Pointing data
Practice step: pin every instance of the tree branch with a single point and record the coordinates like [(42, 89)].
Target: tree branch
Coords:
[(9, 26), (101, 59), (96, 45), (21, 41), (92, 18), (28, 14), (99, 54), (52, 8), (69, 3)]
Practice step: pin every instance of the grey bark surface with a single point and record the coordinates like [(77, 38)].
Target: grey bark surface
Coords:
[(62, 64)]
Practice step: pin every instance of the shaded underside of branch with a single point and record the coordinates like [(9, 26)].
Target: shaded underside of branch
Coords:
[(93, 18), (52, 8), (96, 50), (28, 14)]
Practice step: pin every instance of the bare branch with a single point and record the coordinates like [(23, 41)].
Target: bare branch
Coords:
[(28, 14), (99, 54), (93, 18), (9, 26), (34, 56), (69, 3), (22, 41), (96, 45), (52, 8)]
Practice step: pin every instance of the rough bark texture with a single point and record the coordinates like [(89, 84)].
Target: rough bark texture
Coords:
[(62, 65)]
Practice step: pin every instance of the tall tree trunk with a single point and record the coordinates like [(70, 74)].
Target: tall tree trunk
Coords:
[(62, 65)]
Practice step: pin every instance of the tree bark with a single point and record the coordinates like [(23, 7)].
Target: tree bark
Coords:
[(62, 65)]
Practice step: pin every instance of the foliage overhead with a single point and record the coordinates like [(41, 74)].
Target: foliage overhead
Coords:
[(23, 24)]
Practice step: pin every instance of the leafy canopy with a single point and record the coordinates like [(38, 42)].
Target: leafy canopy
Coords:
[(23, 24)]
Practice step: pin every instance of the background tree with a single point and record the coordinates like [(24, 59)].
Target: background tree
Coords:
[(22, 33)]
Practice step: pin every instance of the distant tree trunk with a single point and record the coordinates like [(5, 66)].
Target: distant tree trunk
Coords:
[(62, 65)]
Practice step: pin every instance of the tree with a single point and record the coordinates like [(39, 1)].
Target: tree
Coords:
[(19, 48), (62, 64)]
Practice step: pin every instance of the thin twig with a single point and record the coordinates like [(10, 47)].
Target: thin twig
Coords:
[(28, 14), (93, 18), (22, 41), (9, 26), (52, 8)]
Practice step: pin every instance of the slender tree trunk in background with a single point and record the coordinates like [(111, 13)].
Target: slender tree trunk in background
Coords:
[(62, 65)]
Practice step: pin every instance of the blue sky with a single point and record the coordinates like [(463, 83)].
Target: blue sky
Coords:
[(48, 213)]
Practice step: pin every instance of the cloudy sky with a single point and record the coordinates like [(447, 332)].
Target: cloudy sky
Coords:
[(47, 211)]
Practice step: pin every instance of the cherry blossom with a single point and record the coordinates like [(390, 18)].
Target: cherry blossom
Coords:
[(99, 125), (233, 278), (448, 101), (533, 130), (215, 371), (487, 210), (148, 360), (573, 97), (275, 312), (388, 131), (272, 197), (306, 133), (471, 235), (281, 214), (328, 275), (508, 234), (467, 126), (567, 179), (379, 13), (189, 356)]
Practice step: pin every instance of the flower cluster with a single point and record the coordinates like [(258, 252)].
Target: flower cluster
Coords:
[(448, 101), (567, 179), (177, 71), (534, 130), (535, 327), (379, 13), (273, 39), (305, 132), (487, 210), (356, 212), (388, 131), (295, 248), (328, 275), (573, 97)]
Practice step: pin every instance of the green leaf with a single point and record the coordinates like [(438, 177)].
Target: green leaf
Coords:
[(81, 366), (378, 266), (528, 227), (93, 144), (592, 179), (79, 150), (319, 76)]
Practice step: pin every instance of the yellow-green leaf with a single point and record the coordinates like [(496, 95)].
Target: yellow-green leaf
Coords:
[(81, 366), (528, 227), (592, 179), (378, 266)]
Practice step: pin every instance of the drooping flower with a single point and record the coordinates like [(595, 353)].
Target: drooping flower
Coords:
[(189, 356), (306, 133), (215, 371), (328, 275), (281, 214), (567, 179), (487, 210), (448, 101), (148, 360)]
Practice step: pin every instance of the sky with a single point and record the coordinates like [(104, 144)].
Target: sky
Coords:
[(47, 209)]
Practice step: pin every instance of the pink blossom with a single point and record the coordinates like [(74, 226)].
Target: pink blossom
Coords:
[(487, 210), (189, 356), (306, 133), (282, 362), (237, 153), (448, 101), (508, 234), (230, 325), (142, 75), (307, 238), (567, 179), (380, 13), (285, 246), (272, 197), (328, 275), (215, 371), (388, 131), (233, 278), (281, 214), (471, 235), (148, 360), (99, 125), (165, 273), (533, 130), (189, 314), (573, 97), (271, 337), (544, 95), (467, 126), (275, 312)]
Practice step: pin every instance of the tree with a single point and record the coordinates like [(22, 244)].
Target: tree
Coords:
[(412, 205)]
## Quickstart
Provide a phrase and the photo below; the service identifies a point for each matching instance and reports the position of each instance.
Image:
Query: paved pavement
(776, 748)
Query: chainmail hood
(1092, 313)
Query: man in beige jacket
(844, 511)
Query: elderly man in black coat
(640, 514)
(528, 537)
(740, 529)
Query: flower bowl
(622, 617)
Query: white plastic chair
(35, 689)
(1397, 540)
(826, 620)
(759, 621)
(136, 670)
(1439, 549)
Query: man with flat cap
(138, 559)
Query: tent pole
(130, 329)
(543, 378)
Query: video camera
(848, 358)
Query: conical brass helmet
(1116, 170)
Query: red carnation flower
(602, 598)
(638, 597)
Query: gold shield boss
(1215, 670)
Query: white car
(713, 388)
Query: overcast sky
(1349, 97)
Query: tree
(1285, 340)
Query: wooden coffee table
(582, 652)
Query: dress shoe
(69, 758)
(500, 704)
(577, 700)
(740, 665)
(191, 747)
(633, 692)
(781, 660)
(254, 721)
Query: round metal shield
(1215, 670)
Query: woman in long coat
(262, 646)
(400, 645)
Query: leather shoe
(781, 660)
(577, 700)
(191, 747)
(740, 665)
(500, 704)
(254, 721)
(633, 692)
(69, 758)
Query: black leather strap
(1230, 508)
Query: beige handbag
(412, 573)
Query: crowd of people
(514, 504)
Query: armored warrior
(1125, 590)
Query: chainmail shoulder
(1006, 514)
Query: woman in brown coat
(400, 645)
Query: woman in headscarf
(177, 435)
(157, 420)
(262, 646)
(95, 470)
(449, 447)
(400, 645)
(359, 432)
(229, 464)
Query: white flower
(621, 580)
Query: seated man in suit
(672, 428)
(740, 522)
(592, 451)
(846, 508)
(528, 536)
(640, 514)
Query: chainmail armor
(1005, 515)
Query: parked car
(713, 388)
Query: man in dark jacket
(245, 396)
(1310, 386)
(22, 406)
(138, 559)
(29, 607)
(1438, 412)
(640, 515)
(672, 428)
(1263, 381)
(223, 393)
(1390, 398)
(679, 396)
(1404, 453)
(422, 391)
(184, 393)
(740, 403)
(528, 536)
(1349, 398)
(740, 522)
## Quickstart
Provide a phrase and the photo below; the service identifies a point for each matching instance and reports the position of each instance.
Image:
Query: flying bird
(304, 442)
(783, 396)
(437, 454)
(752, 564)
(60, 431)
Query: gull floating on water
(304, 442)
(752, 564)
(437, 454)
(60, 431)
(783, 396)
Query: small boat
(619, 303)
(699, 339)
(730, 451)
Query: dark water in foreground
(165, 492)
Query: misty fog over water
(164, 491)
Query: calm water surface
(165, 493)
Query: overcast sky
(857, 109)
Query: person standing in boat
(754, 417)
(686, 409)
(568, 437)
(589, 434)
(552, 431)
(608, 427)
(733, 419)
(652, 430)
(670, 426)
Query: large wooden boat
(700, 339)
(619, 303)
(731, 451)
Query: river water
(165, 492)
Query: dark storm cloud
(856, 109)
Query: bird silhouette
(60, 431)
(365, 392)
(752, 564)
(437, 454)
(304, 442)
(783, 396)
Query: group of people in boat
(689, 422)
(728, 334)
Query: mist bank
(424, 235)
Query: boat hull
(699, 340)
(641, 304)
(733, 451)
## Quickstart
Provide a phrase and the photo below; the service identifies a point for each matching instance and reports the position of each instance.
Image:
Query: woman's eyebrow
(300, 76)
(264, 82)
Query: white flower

▶ [Given instruction]: Please rewrite the lines of the data above as a numbered list, everything from the line containing "Query: bird silhouette" down to the end of the data, and leave out any blank lines.

▶ [Result of this exercise]:
1. Query: bird silhouette
2. (60, 431)
3. (365, 392)
4. (752, 564)
5. (437, 454)
6. (304, 442)
7. (783, 396)
8. Query: group of people in boat
9. (689, 422)
10. (728, 334)
11. Query: mist bank
12. (424, 235)
13. Query: boat hull
14. (699, 340)
15. (641, 304)
16. (733, 451)
17. ## Quickstart
18. Provide a phrase and the photo below; the service identifies a point for each matching instance and reports the position of each instance.
19. Image:
20. Query: woman's eyebrow
21. (300, 76)
22. (264, 82)
23. Query: white flower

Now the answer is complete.